* **PASSAGE PROVIDED**:
········
Large wildfires in New Mexico and Colorado have forced hundreds to evacuate, and burned at least a dozen structures since Friday. The blazes are taking place amid tinder dry and windy conditions, and signal what officials fear will be a historically damaging fire seasons.

The big picture: One of the rapidly spreading fires, known as the 416 fire, is burning near Durango, in southwestern Colorado. It has forced the evacuation of nearly 800 homes since it was first seen on Friday morning. The fire has been burning through parts of the San Juan National Forest, and as of Saturday morning, the fire was 0 percent contained and had spread to 1,100 acres, according to Inciweb, a government portal for wildfire disaster information.
········
Segmentation labeling entries:
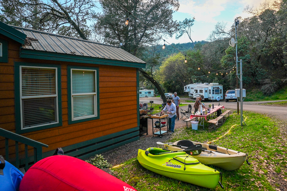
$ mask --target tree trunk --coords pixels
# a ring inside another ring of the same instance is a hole
[[[150,76],[148,73],[146,72],[146,71],[142,69],[139,68],[139,71],[144,75],[144,76],[146,77],[147,79],[150,80],[150,82],[152,82],[152,84],[154,84],[154,86],[156,87],[156,88],[157,89],[158,91],[158,92],[162,96],[162,101],[163,102],[165,103],[166,102],[167,100],[166,100],[166,98],[165,97],[165,96],[164,95],[164,92],[163,90],[162,90],[162,89],[160,87],[159,84],[158,83],[158,82],[156,81],[152,77]]]

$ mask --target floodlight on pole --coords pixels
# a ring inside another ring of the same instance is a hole
[[[234,47],[235,46],[235,40],[234,40],[234,39],[232,38],[229,41],[229,45],[232,47]]]

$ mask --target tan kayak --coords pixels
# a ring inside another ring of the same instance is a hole
[[[214,165],[226,170],[234,170],[239,168],[248,156],[246,153],[240,151],[187,140],[180,140],[169,144],[181,146],[182,147],[181,148],[167,144],[164,145],[164,147],[172,151],[177,151],[183,150],[185,148],[197,144],[202,146],[202,152],[199,155],[193,156],[203,164]],[[246,162],[250,164],[248,158]]]

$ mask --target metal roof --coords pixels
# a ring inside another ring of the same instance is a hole
[[[36,39],[31,45],[22,45],[26,49],[47,51],[79,56],[146,63],[119,47],[53,33],[10,25],[28,37]]]

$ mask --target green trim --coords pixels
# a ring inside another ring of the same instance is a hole
[[[139,69],[137,69],[137,126],[139,126]]]
[[[71,98],[72,90],[71,89],[71,69],[82,69],[94,70],[96,71],[96,81],[97,91],[97,114],[96,117],[82,119],[77,120],[72,120],[72,100]],[[91,121],[100,119],[100,89],[99,82],[99,68],[97,67],[88,67],[80,66],[69,65],[67,66],[67,78],[68,81],[67,94],[68,94],[68,124],[70,125],[77,123],[83,122],[85,121]]]
[[[25,43],[27,35],[18,30],[0,21],[0,34],[22,44]]]
[[[106,152],[127,143],[139,140],[139,127],[136,127],[62,147],[62,148],[65,155],[76,157],[78,155],[81,155],[78,158],[80,159],[84,159],[93,156],[95,154]],[[99,145],[101,146],[98,146]],[[61,146],[59,146],[60,147]],[[95,150],[96,150],[95,151]],[[53,150],[43,153],[43,158],[52,156],[55,152],[55,150]],[[32,162],[34,159],[33,156],[29,157],[28,158],[28,162]],[[20,165],[25,164],[25,158],[22,159],[20,160]]]
[[[0,43],[2,43],[2,56],[0,56],[0,62],[8,62],[8,42],[0,39]]]
[[[52,127],[59,127],[62,126],[62,94],[61,93],[61,66],[56,64],[42,64],[35,63],[29,63],[15,62],[14,81],[15,87],[15,121],[16,133],[20,134],[24,133],[30,132],[38,130],[48,129]],[[58,78],[58,106],[57,112],[59,122],[58,123],[51,125],[47,125],[40,127],[29,128],[26,129],[21,129],[21,115],[20,112],[21,99],[20,97],[20,66],[35,66],[36,67],[51,67],[57,68],[57,77]]]
[[[145,63],[133,62],[21,48],[20,57],[77,63],[146,68]]]

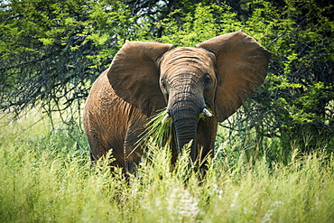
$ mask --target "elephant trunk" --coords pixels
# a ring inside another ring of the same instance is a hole
[[[193,98],[194,96],[191,95],[189,94],[189,97],[182,97],[179,100],[170,101],[169,113],[174,123],[179,153],[181,153],[185,144],[192,141],[190,145],[190,158],[192,162],[195,162],[197,158],[197,128],[199,116],[201,109],[203,109],[203,99]]]

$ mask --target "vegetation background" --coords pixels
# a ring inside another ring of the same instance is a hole
[[[1,221],[330,221],[333,8],[326,0],[3,1]],[[220,125],[205,180],[184,171],[186,157],[169,170],[168,151],[153,144],[130,184],[106,163],[90,166],[81,107],[125,40],[194,46],[240,29],[272,51],[268,77]]]

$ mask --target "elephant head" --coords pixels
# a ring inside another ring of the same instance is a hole
[[[197,47],[127,42],[115,56],[107,78],[121,98],[147,116],[167,107],[178,151],[192,140],[194,160],[199,114],[210,116],[211,110],[209,118],[217,129],[217,123],[236,112],[264,82],[269,57],[241,31]]]

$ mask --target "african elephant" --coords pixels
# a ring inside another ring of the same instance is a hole
[[[176,135],[172,163],[191,140],[192,161],[212,156],[218,123],[264,82],[269,58],[268,51],[241,31],[196,47],[126,42],[87,98],[83,120],[91,159],[112,149],[111,164],[134,172],[143,153],[142,148],[135,150],[135,143],[148,117],[165,107]],[[205,119],[199,118],[202,111]]]

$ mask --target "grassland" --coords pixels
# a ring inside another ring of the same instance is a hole
[[[126,182],[90,163],[79,131],[32,125],[37,116],[1,126],[0,222],[333,222],[334,156],[320,150],[295,148],[283,164],[241,148],[209,161],[199,180],[187,153],[171,170],[169,152],[150,144]]]

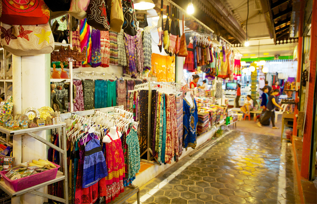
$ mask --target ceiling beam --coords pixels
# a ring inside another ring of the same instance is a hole
[[[286,18],[285,20],[280,20],[278,21],[276,23],[274,23],[274,28],[277,28],[280,26],[282,26],[284,23],[286,23],[290,21],[290,17],[289,18]]]
[[[275,8],[276,8],[280,5],[282,5],[283,4],[286,3],[286,2],[288,2],[289,0],[279,0],[276,2],[275,2],[271,4],[271,9],[273,9]]]
[[[278,29],[277,30],[275,31],[275,33],[280,33],[282,31],[284,31],[286,29],[289,29],[289,25],[287,25],[287,26],[285,26],[284,27],[281,28],[279,29]]]
[[[287,14],[288,13],[290,13],[292,11],[292,10],[293,8],[292,7],[287,8],[284,11],[281,11],[275,15],[273,15],[273,20],[275,20],[276,19],[284,15]]]

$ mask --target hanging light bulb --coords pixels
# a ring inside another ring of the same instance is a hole
[[[187,13],[189,14],[192,14],[194,13],[195,10],[194,9],[194,5],[192,2],[192,0],[189,0],[188,5],[187,5]]]
[[[134,9],[145,10],[153,9],[155,5],[152,0],[134,0]]]
[[[255,67],[254,67],[253,66],[251,66],[251,67],[249,67],[249,70],[250,70],[251,72],[253,72],[254,71],[255,71]]]
[[[258,65],[264,66],[265,64],[266,64],[266,62],[265,62],[265,60],[260,60],[260,62],[259,62],[259,64],[258,64]]]
[[[263,73],[267,73],[268,72],[268,68],[265,67],[262,69],[262,72]]]

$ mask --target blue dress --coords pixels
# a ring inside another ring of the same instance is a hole
[[[197,123],[198,123],[198,110],[195,99],[192,97],[194,106],[191,108],[190,104],[184,98],[183,99],[183,143],[184,147],[196,147],[197,137]]]

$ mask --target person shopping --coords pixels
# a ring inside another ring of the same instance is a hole
[[[197,87],[197,83],[199,80],[199,76],[197,74],[193,76],[193,81],[189,83],[189,87],[191,89]]]
[[[269,125],[269,118],[271,118],[271,121],[272,122],[272,128],[273,129],[278,129],[278,127],[275,126],[275,108],[276,107],[282,109],[282,107],[279,106],[276,103],[276,97],[280,93],[280,90],[279,89],[274,89],[273,92],[271,93],[271,95],[268,98],[268,102],[266,106],[266,110],[263,117],[261,119],[260,122],[258,122],[257,124],[261,127],[262,125]]]
[[[241,85],[237,84],[237,97],[236,97],[236,108],[240,108],[240,96],[241,96]]]
[[[250,115],[250,111],[253,109],[253,100],[250,95],[246,96],[246,100],[244,101],[244,105],[240,109],[243,113]]]

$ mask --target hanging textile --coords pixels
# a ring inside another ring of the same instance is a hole
[[[83,111],[85,108],[83,89],[81,81],[73,80],[73,83],[76,86],[76,96],[74,99],[74,111]]]
[[[106,108],[107,87],[106,80],[95,81],[95,108]]]
[[[107,104],[108,107],[117,106],[117,94],[116,91],[116,81],[108,81]]]
[[[167,18],[166,19],[166,22],[165,22],[165,27],[164,28],[164,50],[165,53],[169,55],[169,47],[170,47],[170,24],[169,24],[169,12],[170,7],[167,6],[166,7],[166,13]]]
[[[123,106],[124,109],[127,109],[127,88],[126,81],[117,80],[117,91],[118,93],[118,106]]]
[[[198,109],[195,99],[192,97],[193,107],[184,97],[183,99],[183,147],[194,149],[196,147],[197,123],[198,123]]]
[[[160,18],[157,22],[157,32],[158,33],[158,49],[160,52],[162,52],[162,48],[163,46],[164,42],[164,32],[163,31],[163,0],[161,0],[161,11],[160,12]]]
[[[150,30],[146,29],[143,31],[143,54],[144,54],[144,69],[151,70],[152,38]]]
[[[110,36],[110,64],[111,65],[118,65],[118,33],[109,31]]]
[[[124,33],[123,30],[121,29],[121,31],[118,33],[117,36],[118,64],[123,66],[127,66],[127,56],[124,46]]]
[[[78,28],[75,31],[72,33],[72,40],[73,40],[73,47],[77,47],[78,52],[81,53],[81,46],[80,45],[80,34],[79,29]],[[76,61],[73,63],[73,68],[78,68],[81,66],[81,62]]]
[[[94,109],[95,81],[92,80],[85,80],[83,82],[84,106],[85,110]]]
[[[101,64],[103,67],[108,67],[110,64],[110,38],[109,31],[100,31],[101,46]]]
[[[100,31],[93,28],[92,32],[92,66],[97,67],[101,64]]]
[[[134,54],[138,70],[140,72],[144,70],[144,55],[143,54],[143,44],[142,42],[142,34],[141,29],[138,31],[135,37],[135,48],[137,55]]]
[[[90,26],[87,24],[86,19],[80,20],[80,46],[82,50],[84,47],[87,48],[86,60],[82,63],[84,66],[89,66],[92,58],[92,36]]]

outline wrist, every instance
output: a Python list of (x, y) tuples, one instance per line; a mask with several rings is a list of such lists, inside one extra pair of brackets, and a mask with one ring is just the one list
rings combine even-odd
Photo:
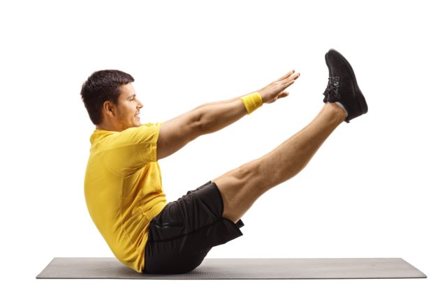
[(261, 107), (263, 104), (263, 98), (258, 92), (251, 93), (251, 94), (241, 97), (240, 99), (244, 102), (248, 114), (250, 114)]

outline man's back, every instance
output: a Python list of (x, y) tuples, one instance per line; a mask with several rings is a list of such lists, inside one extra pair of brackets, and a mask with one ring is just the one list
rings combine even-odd
[(141, 272), (147, 227), (167, 204), (156, 162), (160, 124), (96, 130), (85, 179), (90, 215), (115, 257)]

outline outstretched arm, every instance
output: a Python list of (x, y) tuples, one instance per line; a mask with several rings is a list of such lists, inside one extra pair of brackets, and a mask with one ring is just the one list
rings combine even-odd
[[(295, 70), (257, 91), (263, 102), (272, 103), (286, 97), (284, 90), (300, 76)], [(240, 97), (228, 100), (204, 104), (164, 123), (157, 142), (157, 159), (166, 158), (200, 135), (212, 133), (235, 122), (247, 114)]]

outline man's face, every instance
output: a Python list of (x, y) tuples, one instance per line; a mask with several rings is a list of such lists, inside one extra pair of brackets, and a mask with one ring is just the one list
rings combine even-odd
[(119, 90), (121, 93), (117, 105), (116, 125), (121, 130), (138, 127), (141, 125), (138, 115), (142, 104), (137, 99), (133, 86), (131, 83), (123, 84), (119, 86)]

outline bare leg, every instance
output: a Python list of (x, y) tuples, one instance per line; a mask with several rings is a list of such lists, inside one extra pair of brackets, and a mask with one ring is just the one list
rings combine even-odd
[(261, 195), (298, 174), (345, 119), (339, 106), (326, 103), (309, 125), (273, 151), (214, 179), (224, 200), (222, 216), (237, 222)]

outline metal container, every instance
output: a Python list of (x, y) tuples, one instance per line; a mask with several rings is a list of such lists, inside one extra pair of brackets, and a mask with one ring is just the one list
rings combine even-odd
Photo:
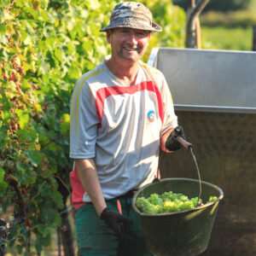
[[(203, 180), (225, 193), (202, 256), (256, 255), (256, 53), (154, 49)], [(195, 177), (190, 154), (161, 154), (163, 177)], [(202, 194), (204, 191), (202, 191)]]
[(209, 243), (219, 201), (224, 194), (221, 189), (202, 182), (202, 201), (209, 196), (218, 198), (192, 210), (160, 213), (142, 213), (136, 207), (137, 197), (148, 197), (153, 193), (166, 191), (183, 193), (189, 198), (198, 195), (199, 181), (189, 178), (166, 178), (146, 185), (133, 197), (132, 207), (141, 219), (143, 236), (150, 252), (156, 256), (195, 256), (203, 253)]

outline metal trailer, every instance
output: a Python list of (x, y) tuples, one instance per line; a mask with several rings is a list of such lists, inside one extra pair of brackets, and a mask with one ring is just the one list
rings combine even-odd
[[(256, 255), (256, 53), (160, 48), (148, 63), (167, 80), (202, 179), (224, 193), (202, 255)], [(160, 167), (197, 178), (185, 150), (162, 154)]]

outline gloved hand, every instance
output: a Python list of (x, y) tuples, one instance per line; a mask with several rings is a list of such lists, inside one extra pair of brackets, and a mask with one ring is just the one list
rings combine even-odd
[(177, 140), (177, 137), (185, 139), (183, 128), (181, 125), (177, 126), (169, 135), (166, 142), (166, 148), (170, 151), (176, 151), (181, 148), (180, 143)]
[(102, 214), (101, 218), (104, 220), (106, 224), (116, 234), (119, 238), (122, 238), (128, 227), (131, 224), (131, 220), (122, 216), (121, 214), (113, 212), (106, 207)]

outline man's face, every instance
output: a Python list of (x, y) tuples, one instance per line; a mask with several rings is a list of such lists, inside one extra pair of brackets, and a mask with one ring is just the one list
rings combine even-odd
[(127, 27), (114, 28), (107, 32), (112, 57), (124, 61), (137, 62), (144, 54), (150, 32)]

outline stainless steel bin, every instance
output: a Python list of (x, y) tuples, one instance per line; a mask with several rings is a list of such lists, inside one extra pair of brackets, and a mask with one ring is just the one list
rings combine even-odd
[[(148, 62), (166, 78), (202, 179), (225, 194), (202, 255), (256, 255), (256, 53), (160, 48)], [(184, 150), (160, 166), (163, 177), (197, 177)]]

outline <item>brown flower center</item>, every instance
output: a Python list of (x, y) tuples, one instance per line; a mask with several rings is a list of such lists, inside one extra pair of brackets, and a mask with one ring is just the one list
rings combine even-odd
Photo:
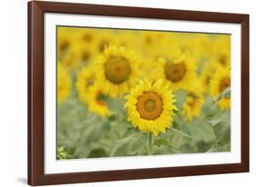
[(186, 72), (187, 69), (183, 62), (179, 64), (169, 62), (165, 66), (166, 78), (174, 83), (181, 81)]
[(162, 113), (162, 100), (155, 93), (146, 93), (138, 98), (137, 110), (141, 118), (146, 120), (155, 120)]
[(120, 84), (129, 78), (129, 63), (123, 57), (110, 57), (105, 64), (105, 74), (112, 84)]
[(99, 105), (102, 105), (102, 106), (107, 105), (106, 95), (103, 94), (100, 90), (97, 93), (96, 101)]
[(226, 88), (230, 87), (230, 78), (225, 77), (220, 81), (220, 93), (223, 92)]

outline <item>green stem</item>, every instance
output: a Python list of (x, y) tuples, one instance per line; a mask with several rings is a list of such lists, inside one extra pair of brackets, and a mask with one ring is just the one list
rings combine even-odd
[(149, 155), (153, 154), (153, 134), (151, 133), (148, 133), (148, 152)]

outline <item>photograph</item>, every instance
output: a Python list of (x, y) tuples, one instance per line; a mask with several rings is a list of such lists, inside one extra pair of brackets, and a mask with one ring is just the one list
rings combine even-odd
[(57, 160), (231, 151), (231, 34), (56, 34)]

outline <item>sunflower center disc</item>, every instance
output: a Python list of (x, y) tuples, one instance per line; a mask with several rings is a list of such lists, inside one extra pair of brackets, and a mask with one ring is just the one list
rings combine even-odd
[(229, 77), (226, 77), (220, 81), (220, 93), (221, 93), (228, 87), (230, 87), (230, 79)]
[(146, 120), (155, 120), (162, 113), (162, 100), (155, 93), (146, 93), (138, 98), (137, 110), (141, 118)]
[(105, 64), (105, 74), (108, 81), (119, 84), (127, 81), (130, 75), (129, 63), (122, 57), (110, 57)]
[(179, 64), (172, 64), (169, 62), (165, 67), (166, 78), (174, 83), (182, 80), (186, 72), (187, 69), (183, 62)]

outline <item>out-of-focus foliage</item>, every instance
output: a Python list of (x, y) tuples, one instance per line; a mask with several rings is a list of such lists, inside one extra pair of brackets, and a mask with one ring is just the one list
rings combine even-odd
[[(230, 45), (227, 34), (58, 27), (57, 159), (229, 152)], [(162, 80), (164, 97), (146, 95), (148, 84), (134, 94), (145, 79)], [(177, 108), (169, 124), (148, 115), (161, 114), (164, 98)], [(165, 126), (150, 136), (156, 129), (128, 120), (137, 113), (135, 122)]]

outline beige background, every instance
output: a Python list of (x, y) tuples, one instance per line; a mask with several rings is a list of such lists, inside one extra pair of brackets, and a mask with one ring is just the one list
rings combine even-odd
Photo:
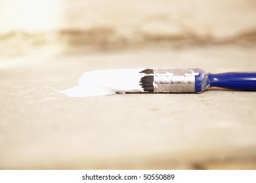
[(255, 169), (256, 93), (70, 98), (85, 71), (256, 71), (256, 3), (0, 1), (0, 169)]

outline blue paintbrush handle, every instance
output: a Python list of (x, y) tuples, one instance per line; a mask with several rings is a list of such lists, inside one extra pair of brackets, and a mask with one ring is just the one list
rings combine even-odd
[(210, 87), (244, 91), (256, 91), (256, 73), (209, 74)]

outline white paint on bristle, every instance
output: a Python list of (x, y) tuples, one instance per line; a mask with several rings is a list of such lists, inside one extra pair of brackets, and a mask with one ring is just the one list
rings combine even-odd
[(116, 92), (143, 92), (140, 81), (146, 74), (140, 72), (144, 69), (112, 69), (85, 73), (79, 80), (79, 86), (58, 92), (74, 97), (113, 95)]

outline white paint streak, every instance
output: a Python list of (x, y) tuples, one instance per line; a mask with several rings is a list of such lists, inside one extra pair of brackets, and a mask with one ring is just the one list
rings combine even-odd
[(87, 97), (116, 94), (116, 92), (143, 92), (140, 80), (144, 69), (113, 69), (85, 73), (79, 86), (59, 93), (69, 97)]

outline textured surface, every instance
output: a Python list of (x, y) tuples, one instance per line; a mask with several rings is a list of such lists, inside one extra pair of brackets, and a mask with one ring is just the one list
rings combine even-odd
[(158, 45), (1, 58), (0, 169), (255, 169), (256, 92), (70, 98), (51, 88), (96, 69), (256, 71), (255, 52)]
········
* **WHAT TO PRODUCE**:
Translate this sentence from the wildfire passage into Spanish: "Large wildfires in New Mexico and Colorado have forced hundreds to evacuate, and burned at least a dozen structures since Friday."

* **EXPECTED OUTPUT**:
Grandes incendios forestales en Nuevo México y Colorado han obligado a cientos de personas a evacuar y han quemado al menos una docena de estructuras desde el viernes.